- _GIVEN RECORDS_:

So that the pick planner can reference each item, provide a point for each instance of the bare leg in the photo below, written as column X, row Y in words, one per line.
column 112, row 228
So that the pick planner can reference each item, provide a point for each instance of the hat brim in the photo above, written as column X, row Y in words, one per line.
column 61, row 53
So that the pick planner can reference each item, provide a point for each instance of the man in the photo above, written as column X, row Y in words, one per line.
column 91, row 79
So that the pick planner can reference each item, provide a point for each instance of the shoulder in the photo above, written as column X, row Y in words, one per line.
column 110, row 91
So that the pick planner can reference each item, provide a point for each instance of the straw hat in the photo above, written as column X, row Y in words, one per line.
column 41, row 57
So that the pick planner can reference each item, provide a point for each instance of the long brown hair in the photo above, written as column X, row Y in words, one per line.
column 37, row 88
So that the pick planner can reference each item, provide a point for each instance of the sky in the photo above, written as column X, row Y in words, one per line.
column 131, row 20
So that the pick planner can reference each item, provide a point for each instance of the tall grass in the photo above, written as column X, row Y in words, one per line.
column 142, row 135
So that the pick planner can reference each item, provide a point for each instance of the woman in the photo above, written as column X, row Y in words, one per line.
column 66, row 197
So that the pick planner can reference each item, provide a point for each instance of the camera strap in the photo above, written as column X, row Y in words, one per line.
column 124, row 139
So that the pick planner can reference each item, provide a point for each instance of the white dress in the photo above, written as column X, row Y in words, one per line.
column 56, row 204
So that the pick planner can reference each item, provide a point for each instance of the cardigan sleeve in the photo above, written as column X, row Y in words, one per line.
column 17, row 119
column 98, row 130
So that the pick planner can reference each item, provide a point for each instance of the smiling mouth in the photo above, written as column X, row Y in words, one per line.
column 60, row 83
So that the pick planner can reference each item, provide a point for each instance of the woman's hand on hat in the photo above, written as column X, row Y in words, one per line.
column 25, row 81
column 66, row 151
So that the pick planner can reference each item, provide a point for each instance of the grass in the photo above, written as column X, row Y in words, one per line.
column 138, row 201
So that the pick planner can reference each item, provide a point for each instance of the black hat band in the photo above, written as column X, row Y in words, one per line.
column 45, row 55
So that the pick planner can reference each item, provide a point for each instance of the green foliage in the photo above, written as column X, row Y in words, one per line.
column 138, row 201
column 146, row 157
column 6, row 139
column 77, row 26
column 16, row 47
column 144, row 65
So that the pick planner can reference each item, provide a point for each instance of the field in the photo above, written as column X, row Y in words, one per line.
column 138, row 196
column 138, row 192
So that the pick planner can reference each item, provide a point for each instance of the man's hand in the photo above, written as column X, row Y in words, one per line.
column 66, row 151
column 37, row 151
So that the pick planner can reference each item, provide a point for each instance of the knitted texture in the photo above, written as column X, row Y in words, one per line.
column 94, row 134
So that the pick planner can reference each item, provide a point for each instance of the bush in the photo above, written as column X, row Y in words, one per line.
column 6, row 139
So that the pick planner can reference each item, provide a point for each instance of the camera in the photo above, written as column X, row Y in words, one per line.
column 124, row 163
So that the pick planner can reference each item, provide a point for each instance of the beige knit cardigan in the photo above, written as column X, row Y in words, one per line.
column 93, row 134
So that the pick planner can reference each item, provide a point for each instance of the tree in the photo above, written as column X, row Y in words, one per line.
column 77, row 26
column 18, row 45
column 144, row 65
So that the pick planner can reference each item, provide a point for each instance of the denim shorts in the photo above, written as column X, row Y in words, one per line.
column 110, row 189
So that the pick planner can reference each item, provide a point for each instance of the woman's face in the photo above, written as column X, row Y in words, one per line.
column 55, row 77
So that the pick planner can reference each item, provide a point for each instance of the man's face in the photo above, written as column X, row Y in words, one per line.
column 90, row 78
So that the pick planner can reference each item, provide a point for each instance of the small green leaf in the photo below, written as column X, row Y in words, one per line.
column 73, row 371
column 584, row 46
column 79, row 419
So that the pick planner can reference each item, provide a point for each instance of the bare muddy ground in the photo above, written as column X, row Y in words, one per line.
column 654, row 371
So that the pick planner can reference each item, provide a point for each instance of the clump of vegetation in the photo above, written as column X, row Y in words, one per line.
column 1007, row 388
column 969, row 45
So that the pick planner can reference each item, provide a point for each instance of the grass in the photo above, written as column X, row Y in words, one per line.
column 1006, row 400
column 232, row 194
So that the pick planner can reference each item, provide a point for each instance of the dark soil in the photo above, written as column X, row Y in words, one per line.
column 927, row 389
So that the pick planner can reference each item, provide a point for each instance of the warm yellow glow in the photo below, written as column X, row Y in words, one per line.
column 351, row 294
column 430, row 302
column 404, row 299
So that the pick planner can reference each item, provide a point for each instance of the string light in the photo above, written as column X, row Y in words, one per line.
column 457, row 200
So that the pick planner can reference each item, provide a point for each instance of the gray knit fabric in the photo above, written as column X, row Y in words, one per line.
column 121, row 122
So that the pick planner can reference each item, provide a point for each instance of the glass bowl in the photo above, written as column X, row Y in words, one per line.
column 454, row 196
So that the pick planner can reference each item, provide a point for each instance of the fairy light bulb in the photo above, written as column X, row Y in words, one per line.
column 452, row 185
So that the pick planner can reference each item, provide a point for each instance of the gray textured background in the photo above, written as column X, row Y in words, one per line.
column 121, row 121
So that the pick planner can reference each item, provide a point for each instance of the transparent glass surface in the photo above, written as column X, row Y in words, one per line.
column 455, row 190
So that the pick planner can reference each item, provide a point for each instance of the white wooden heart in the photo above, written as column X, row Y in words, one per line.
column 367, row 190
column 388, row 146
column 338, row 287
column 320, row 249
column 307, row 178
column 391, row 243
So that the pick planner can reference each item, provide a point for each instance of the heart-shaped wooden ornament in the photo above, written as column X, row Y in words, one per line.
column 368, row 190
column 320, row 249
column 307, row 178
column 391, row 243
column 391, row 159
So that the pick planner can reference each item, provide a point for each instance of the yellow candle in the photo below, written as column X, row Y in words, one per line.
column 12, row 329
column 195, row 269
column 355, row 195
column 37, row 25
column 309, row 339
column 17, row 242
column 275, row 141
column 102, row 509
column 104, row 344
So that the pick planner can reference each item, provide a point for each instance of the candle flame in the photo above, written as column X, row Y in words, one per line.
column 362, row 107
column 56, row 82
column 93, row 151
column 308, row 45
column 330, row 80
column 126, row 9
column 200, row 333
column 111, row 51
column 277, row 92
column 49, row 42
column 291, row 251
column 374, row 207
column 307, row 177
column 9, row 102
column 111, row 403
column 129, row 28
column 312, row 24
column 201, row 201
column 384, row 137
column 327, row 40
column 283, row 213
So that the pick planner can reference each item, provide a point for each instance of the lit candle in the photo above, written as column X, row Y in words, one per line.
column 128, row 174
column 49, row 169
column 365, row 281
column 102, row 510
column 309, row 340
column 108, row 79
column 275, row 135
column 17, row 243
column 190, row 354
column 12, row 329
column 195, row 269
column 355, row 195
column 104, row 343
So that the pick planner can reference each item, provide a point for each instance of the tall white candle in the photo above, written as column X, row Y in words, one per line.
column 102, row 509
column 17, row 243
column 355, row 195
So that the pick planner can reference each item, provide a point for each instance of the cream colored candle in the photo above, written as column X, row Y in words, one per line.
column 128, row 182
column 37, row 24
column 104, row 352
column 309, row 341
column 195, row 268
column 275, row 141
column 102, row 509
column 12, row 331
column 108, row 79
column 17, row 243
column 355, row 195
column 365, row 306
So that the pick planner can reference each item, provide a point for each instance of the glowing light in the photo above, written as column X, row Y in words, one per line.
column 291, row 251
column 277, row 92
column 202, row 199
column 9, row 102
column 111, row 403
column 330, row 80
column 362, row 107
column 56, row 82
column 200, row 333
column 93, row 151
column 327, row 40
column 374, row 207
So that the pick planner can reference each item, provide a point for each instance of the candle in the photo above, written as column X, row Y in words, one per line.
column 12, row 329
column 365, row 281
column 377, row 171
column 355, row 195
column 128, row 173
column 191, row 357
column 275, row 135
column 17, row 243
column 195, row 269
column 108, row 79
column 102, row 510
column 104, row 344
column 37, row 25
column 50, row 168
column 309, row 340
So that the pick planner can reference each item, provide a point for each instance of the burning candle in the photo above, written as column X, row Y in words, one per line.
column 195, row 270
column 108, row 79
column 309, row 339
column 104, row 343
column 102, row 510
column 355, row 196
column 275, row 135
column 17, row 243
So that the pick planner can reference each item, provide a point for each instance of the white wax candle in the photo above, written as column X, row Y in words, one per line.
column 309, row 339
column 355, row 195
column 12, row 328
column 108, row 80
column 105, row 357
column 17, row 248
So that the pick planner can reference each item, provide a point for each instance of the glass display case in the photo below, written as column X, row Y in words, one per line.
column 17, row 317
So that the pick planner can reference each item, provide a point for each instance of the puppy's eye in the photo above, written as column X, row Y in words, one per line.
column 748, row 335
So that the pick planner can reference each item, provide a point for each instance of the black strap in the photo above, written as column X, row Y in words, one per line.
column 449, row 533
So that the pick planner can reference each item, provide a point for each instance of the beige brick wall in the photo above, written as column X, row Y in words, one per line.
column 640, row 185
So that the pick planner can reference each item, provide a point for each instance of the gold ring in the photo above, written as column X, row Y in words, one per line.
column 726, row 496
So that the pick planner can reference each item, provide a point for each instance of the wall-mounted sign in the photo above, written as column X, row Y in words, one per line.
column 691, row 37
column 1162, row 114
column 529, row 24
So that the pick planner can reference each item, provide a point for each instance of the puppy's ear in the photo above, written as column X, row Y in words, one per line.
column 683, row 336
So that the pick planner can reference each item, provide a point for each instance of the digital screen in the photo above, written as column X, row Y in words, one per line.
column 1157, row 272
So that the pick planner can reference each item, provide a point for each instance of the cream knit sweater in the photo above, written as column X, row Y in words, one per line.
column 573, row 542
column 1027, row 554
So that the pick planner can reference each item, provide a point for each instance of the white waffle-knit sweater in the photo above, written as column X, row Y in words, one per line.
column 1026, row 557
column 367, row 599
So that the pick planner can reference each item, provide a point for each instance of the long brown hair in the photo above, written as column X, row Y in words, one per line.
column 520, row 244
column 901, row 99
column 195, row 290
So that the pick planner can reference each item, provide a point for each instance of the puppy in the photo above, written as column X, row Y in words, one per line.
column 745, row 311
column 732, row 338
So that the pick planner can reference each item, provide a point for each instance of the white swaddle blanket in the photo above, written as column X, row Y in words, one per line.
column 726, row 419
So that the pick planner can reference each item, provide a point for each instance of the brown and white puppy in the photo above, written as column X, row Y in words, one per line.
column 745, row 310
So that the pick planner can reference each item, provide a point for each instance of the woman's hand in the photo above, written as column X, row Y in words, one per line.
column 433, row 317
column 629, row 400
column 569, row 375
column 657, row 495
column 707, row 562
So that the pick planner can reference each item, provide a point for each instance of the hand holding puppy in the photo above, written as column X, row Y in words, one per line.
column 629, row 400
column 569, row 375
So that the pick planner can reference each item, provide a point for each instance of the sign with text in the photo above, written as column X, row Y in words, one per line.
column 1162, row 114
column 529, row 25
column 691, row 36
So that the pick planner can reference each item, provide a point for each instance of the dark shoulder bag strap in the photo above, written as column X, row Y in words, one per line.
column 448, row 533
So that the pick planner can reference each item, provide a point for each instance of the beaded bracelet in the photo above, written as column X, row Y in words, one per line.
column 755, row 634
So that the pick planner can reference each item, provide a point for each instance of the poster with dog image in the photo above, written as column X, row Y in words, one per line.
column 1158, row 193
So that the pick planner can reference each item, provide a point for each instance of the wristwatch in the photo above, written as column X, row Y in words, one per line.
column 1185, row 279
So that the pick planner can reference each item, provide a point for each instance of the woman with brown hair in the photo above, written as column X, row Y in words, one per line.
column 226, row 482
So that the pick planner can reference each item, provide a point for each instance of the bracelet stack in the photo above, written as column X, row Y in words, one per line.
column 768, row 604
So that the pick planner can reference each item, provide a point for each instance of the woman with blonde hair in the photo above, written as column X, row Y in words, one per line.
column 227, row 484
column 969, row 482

- _TASK GOAL_: Turn the records running from the line with "of the green" through the line with "column 94, row 134" into a two-column CSV with the header request,points. Give one row per request, with its text in one quoted field and its answer in another, and turn any line breaks into spaces.

- _COMPLETED TASK_:
request,points
"So that the pick planner can reference each item, provide a point for each instance of the green foliage in the photo above, written as column X, row Y in words, one per line.","column 138, row 201 column 146, row 157 column 6, row 139 column 77, row 26 column 16, row 47 column 144, row 65"
"So that the pick planner can reference each item, provide a point for each instance of the field in the photo above, written as column X, row Y in words, one per line.","column 138, row 196 column 138, row 192"
"So that the pick planner can reference each item, provide a point for each instance of the man's hand in the photo above, written as column X, row Y in words, one per line.","column 66, row 151 column 37, row 151"
"So that the pick planner can reference each item, provide a point for each instance of the knitted texture in the photo above, written as column X, row Y in words, one per line.","column 94, row 134"